==== LISTED ENTRIES ====

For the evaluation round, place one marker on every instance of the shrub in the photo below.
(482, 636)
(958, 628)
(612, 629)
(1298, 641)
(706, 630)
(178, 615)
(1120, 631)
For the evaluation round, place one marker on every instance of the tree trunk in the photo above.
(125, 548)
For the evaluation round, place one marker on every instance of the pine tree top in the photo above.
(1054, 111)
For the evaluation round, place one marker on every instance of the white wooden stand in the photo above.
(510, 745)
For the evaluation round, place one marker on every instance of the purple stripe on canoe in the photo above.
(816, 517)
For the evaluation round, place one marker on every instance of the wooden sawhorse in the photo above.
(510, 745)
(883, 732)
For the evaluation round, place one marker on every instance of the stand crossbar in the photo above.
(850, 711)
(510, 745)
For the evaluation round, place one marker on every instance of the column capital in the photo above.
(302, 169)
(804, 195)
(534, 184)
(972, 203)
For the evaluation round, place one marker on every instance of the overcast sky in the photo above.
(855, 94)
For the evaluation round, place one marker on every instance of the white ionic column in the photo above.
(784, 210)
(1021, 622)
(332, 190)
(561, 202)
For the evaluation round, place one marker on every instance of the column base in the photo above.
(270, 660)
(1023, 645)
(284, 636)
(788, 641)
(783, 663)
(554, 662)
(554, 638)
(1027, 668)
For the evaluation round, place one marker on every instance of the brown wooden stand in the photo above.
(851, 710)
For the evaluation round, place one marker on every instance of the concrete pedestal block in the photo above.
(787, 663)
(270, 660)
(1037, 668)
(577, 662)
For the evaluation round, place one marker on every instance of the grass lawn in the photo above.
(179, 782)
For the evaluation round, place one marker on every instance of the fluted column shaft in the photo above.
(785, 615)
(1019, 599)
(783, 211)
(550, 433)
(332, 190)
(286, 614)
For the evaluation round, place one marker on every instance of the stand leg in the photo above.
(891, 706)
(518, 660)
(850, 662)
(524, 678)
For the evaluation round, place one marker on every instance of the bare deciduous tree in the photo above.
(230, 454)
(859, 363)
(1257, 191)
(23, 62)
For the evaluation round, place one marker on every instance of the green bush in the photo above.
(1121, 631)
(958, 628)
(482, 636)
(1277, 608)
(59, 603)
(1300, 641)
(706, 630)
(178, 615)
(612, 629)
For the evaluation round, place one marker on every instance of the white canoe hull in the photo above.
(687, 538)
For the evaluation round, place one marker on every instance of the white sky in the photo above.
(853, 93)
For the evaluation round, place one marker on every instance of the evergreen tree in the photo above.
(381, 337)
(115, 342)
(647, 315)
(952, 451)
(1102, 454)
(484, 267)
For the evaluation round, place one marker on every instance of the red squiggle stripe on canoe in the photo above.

====

▶ GIVEN INSTRUCTION:
Take the lines above and retype all of them exactly.

▶ SOLUTION FOR THIS EXERCISE:
For the evaluation round, place one marker on every instance of the shrub in the photo below.
(482, 636)
(958, 628)
(612, 629)
(1298, 641)
(706, 630)
(178, 615)
(1120, 631)
For the evaluation round, place one marker on every instance of the tree trunk in the photo above.
(125, 548)
For the evaluation round, place one marker on every instance of the pine tree top in the photo above.
(1054, 111)
For the evaluation round, place one marker on every instance of the white wooden stand in the photo above.
(510, 745)
For the evaluation round, place one marker on every instance of the purple stripe on canoe in the photo above.
(816, 517)
For the evaluation round, place one marker on every instance of the wooden sawhorse in the photo above.
(510, 745)
(883, 732)
For the evaluation round, place one marker on every instance of the stand crossbar in the photo above.
(850, 711)
(510, 745)
For the evaluation round, place one marker on every instance of the column capital in the photo above.
(302, 169)
(804, 195)
(534, 184)
(972, 203)
For the evaluation round, place one marker on every instance of the overcast sky in the photo above.
(855, 94)
For the evaluation round, place one marker on every instance of the white ionic column in the photo above.
(784, 210)
(1021, 622)
(332, 190)
(561, 202)
For the evaluation round, place one marker on every instance of the column base in the photo above.
(270, 660)
(1023, 645)
(284, 636)
(788, 641)
(783, 663)
(554, 662)
(554, 638)
(1027, 668)
For the evaluation round, place one marker on every instance of the brown wooden stand in the photo above.
(851, 710)
For the evaluation round, place one marker on every instance of the concrete pedestal block in the photo above.
(787, 663)
(270, 660)
(1037, 668)
(577, 662)
For the evaluation round, place one marker on every instance of the grass lawn in the photo above.
(179, 782)
For the evaluation round, place one marker on every instance of the fluted column shaft in the photo above.
(785, 615)
(1019, 599)
(783, 211)
(550, 433)
(332, 190)
(286, 614)
For the evaluation round, place one marker on every instance of the stand leg in the photo above.
(891, 706)
(518, 660)
(850, 662)
(524, 678)
For the evaluation round, place one marker on every instance of the bare deciduous tree in the photo above.
(230, 454)
(859, 363)
(1257, 191)
(23, 62)
For the evaluation round, place one marker on every instance of the green bush in the photo above.
(1121, 631)
(958, 628)
(482, 636)
(1277, 608)
(59, 603)
(1300, 641)
(706, 630)
(178, 615)
(612, 629)
For the evaluation round, place one marker on every instance of the white canoe hull in the photo above.
(687, 538)
For the evaluation round, place one marker on every instance of the white sky in the photo above.
(853, 93)
For the evaluation round, place one marker on every instance of the evergreen tree in the photo above.
(381, 337)
(115, 342)
(647, 315)
(952, 451)
(1102, 454)
(484, 267)
For the evaluation round, place one marker on every instance of the red squiggle stripe on canoe in the photo above.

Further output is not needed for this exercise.